## Goal of the exercise
Copy every item below line for line without changing anything, and leave the pictures out of your copy.

Items from a dataset
________________________
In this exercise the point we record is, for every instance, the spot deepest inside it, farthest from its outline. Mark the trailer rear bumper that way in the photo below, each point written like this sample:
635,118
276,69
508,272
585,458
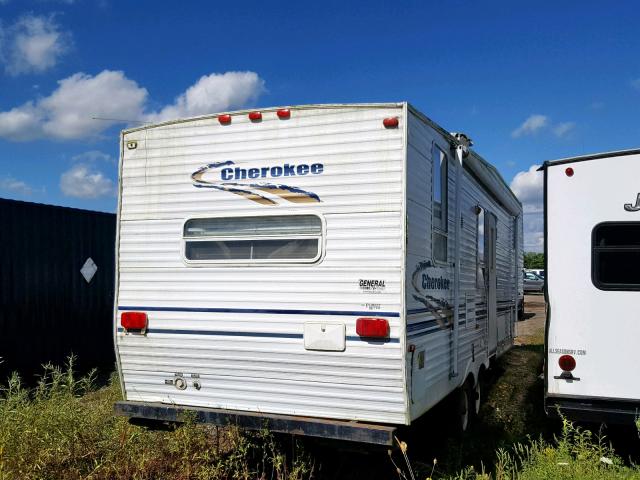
________________________
## Solution to the exercise
In this exercise the point we record is, for every instance, the spot deepest inside it, farthest from its outline. Mark the trailer rear bumper that way in the photo below, each point written like this sample:
635,118
276,69
508,272
585,458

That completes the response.